• [DIRECTIONS]
Answer these questions about the text below on living with depression:
1. How many years ago was the writer diagnosed with depression?
2. In what has the writer found solace?
3. What three things does the text say we all need to survive life?

• [SOURCE PASSAGE]
[Start of section]
Ouch!

My body is saying ouch, it is really hurting but the physical discomfort is very much due to the emotional distress of the events over the last ten days. I am so full of tears that sometimes I feel I will drown from the inside out. Giddy with emotion, with the sure and certain knowledge that I am going to have to make some very painful choices and wondering if I will have the strength to carry it through. When I truly love someone, truly care about them then what they say, how they talk to me and treat me can have devastating consequences! Yes…devastating! Twenty two years ago I was diagnosed with depression, brought on by a variety of life changing events, not easy to write about as there are people with whom the passing on of such information could cause distress and I really would not want to cause pain to anyone let alone those that I love. I was diagnosed about fifteen years ago with Emotional Instability Disorder but the diagnosis Borderline Personality Disorder was only named about four months ago. I’m still coming to terms with that diagnosis, in fact I am indeed questioning it, I do have traits of it but one could argue that we all have traits of a variety of so called ‘Disorders.’ However for me the diagnosis does have to resonate, EID certainly does whilst BPD? Well the jury is still out on that one. There are some whom I’ve met along this journey of living with a mental illness who hate being labelled, personally I find it extremely useful, they help me to understand what and why I’m impacted in the way I am. Whilst most people seem able to brush aside a careless remark for me it can feel like a real body blow, a sickening thud accompanied with such panic that I want to take my own life! Death seems infinitely less painful. I’m guessing that some of you, who are kindly taking the time to read this, will simply not be able to fathom such feelings, to be honest if I hadn’t struggled with depression I’m pretty sure that I would never be able to comprehend.

Life is though and has been arduous, a daily struggle and even on my best days the dark shadow that sits inside, waiting to pounce, to dig its nasty claws in to my flesh is ever present. It rips, it crushes, it’s heavy, like a hand that sits on your chest pushing you down making it impossible to lift yourself out of bed and then the cruel cruel mind, that taunts, malevolent, that never shuts up! For me I have found solace in sleep, I am I think so very lucky because I have the ability to just drift off and I simply cannot imagine my life without this gift. There are days when it feels like you are in this dense fog, the ability of clear thinking has escaped, vanished into thin air…where oh where does it go?

To survive this thing we call life we all need tenacity, family and friends. Emotional support for me is one of the most valuable gifts that we can all give to each other. The willingness of others to share their experiences and knowledge is priceless.
[End of section]
• [SUPPLIED MATERIAL]
[Start of section]
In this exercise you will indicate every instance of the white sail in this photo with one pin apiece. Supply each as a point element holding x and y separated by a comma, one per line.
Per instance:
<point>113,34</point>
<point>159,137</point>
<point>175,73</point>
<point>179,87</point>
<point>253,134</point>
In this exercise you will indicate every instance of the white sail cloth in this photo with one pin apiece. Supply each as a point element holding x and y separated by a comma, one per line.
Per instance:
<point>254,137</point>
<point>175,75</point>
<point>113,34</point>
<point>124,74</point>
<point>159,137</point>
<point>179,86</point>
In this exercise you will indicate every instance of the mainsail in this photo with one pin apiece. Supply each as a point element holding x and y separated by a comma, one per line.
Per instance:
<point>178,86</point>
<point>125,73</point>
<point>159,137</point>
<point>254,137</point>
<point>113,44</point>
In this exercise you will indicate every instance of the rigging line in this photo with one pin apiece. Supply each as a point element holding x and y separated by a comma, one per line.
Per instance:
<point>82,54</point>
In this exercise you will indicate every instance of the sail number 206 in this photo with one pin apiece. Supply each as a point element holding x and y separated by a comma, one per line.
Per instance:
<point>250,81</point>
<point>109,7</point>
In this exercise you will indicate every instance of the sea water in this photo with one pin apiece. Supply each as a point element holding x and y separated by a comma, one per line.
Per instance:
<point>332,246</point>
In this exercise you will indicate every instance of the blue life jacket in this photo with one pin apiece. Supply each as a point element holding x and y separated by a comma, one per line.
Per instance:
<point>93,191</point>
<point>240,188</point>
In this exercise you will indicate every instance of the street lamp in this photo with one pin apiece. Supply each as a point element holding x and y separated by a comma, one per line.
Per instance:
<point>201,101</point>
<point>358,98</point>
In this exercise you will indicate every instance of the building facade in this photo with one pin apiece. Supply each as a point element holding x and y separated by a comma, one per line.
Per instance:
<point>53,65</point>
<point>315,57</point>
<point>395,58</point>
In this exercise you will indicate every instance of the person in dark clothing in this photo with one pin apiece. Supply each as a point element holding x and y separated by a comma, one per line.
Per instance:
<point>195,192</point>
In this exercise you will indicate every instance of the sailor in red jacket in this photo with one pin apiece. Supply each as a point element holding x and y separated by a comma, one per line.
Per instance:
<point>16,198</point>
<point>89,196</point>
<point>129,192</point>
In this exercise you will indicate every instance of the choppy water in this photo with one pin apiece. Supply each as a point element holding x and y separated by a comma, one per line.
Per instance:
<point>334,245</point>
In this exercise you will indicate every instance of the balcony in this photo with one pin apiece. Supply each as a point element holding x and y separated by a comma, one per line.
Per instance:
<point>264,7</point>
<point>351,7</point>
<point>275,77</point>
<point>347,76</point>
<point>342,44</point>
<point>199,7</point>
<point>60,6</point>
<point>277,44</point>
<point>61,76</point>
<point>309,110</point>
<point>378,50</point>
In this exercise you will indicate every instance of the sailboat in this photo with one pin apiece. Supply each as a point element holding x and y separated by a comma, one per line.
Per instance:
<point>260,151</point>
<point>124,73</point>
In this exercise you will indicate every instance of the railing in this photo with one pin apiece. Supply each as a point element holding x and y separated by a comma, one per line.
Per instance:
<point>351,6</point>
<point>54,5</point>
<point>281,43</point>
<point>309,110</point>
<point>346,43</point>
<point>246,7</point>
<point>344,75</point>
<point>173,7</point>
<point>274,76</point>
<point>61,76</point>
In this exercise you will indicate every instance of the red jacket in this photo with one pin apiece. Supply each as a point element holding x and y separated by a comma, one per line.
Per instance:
[End of section]
• [WRITTEN RESPONSE]
1. Twenty-two years ago.
2. In sleep.
3. Tenacity, family and friends.